What the task requires → Print every one of the lines below word for word, but leave the picture out.

Dataset records →
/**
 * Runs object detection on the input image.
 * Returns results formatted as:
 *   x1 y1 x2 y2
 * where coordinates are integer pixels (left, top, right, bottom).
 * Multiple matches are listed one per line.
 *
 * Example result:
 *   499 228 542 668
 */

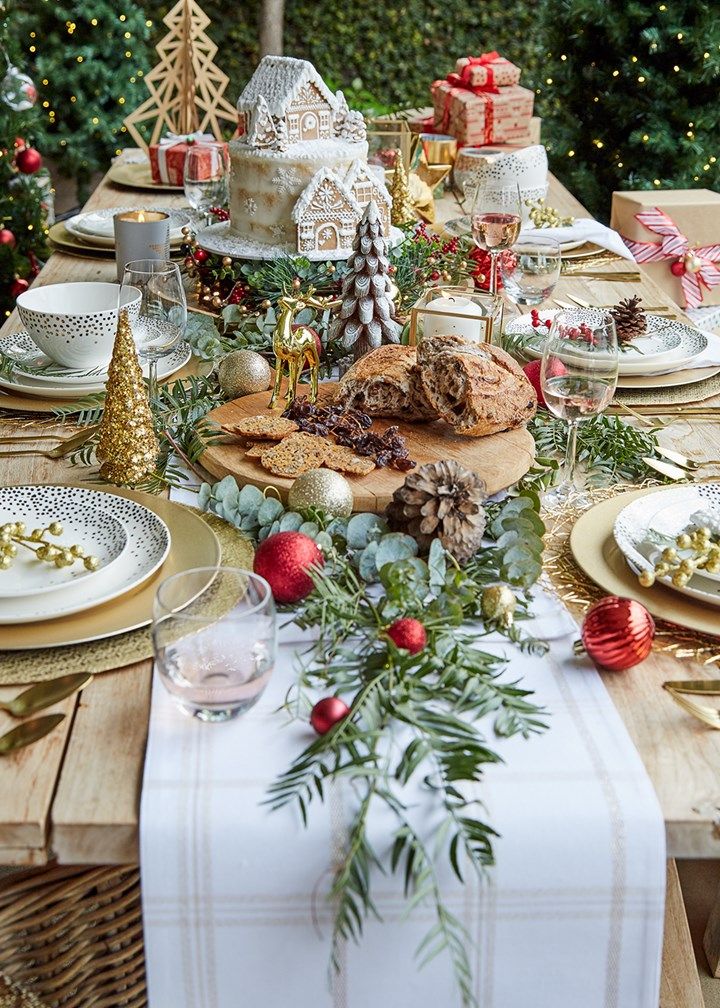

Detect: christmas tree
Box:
332 202 402 360
538 0 720 219
18 0 152 199
0 4 47 321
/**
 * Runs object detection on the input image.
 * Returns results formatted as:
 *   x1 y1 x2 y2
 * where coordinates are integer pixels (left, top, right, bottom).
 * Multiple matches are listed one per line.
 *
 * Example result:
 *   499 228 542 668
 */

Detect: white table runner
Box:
141 495 665 1008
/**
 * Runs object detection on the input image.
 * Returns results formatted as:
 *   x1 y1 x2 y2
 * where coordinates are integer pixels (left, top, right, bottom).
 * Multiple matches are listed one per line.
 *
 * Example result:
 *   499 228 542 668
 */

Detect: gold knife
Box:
0 672 93 718
0 714 65 756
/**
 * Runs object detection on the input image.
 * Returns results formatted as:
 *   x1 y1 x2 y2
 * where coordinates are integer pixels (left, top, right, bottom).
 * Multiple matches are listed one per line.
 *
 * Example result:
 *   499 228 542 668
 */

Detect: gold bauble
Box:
287 469 353 518
683 252 703 273
218 350 272 399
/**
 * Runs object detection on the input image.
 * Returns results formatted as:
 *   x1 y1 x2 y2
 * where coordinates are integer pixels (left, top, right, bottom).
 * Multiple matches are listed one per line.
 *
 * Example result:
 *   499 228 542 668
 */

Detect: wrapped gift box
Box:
610 190 720 307
433 81 534 146
455 52 520 88
148 134 228 187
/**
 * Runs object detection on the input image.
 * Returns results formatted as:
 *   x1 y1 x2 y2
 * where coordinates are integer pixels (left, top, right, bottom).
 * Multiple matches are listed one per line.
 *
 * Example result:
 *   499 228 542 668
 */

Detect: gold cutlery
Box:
0 672 93 718
0 714 65 756
663 679 720 728
0 423 99 459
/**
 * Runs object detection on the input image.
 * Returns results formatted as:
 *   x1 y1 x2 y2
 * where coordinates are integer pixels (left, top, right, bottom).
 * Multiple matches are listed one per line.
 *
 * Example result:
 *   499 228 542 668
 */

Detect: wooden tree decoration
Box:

Exercise answer →
/**
 * Runs object detection on the input image.
 * Returns results formatted as:
 *   x1 y1 x2 y2
 * where coordinates are integer pixels (left, top, right, bottom).
 * Multiple matches are listed one per line.
 *
 * Example result:
 *   499 228 542 668
 */


Detect: christmas tree
Box:
332 202 402 360
538 0 720 219
18 0 152 199
0 4 47 321
/**
 * Runs object detection on the input image.
 * Returns results formatted as:
 *   x1 y1 x2 y2
 * where coordinates are integer pixels (left, top, right, bottom).
 * Multiple matches are listed one per line.
 *
 * Example result:
 *   499 228 542 668
 */

Detect: white table runner
Box:
141 495 665 1008
/**
 * Runs object detection on the input image.
 * Returns results formatted as:
 *   x1 y1 x2 y2
 * where coordinates are integer pixels (left, top, right, bottom).
 * Multiple matches are listed one per line.
 *
 * Example result:
 *   499 228 542 668
 */

Detect: gold knife
Box:
0 672 93 718
0 714 65 756
/**
 * Runs object detection on the input image.
 * Returns results formatted as:
 *   x1 y1 x2 y2
 * where coordinates are integer pixels (left, top, right, bottom).
 * Multiple matches are listed one per line.
 *
 * Example result:
 *   499 228 542 668
 */

Detect: gold bauble
Box:
287 469 353 518
683 252 703 273
218 350 272 399
/**
 * Runs object detection on the input image.
 * Returns results formatted as:
 *   x1 y1 x2 y2
 * where coordinates are integer pixels (left, top, right, bottom).
 * Multiple matches are listed one per line.
 *
 * Example result:
 *   499 228 542 668
 */

Detect: wrapped gift box
Box:
610 190 720 307
433 81 534 146
455 52 520 88
148 134 228 187
/**
 * Runs object detection on the input image.
 * Returns results formatted as:
 *   x1 y1 x2 y2
 * where coordinates are integer pixels (left, top, right, bottom).
 * Multiple matches are listed one per line.
 *
 * Example result:
 *   499 228 542 668
 */

Detect: gold cutlery
Box:
0 672 93 718
0 714 65 756
663 679 720 728
0 423 99 459
/**
 * Runs object detection on the input image.
 * Returns results formatted as:
 *   x1 y1 x2 y2
 * where coordinates are integer pixels (left, top, right, bottom).
 * Multiple matches are listed one per line.
 *
 * Example result:
 *   499 228 542 668
 */

Detect: wooden tree decoration
Box:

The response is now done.